Directions for this task => Transcribe the lines below verbatim, keeping every character and line break unchanged.

# Exercise materials start

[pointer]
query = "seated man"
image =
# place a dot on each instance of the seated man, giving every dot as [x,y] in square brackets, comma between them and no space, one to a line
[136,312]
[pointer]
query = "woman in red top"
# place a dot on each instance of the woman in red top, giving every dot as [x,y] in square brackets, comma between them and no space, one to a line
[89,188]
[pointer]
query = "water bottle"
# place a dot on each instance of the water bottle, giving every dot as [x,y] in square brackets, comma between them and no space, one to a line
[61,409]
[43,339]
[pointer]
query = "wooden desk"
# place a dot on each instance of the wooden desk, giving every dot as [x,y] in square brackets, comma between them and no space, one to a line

# Exercise materials end

Response =>
[pointer]
query = "seated man"
image =
# place a dot on each instance of the seated man, giving every dot as [x,y] in square brackets, comma between them and no space, one to a line
[136,312]
[pointer]
query = "woman in red top"
# place a dot on each instance of the woman in red top, giving every dot as [x,y] in square brackets, comma between them and no space, one to a line
[89,188]
[pointer]
query = "water bottle"
# place a dot on each instance of the water bottle, giving every dot as [x,y] in square brackets, comma between them and no space, one to a line
[61,409]
[43,339]
[pointer]
query = "wooden desk"
# place a dot on each instance of the wooden desk, giving every dot as [x,y] in square brackets, comma between them and no space, one to a line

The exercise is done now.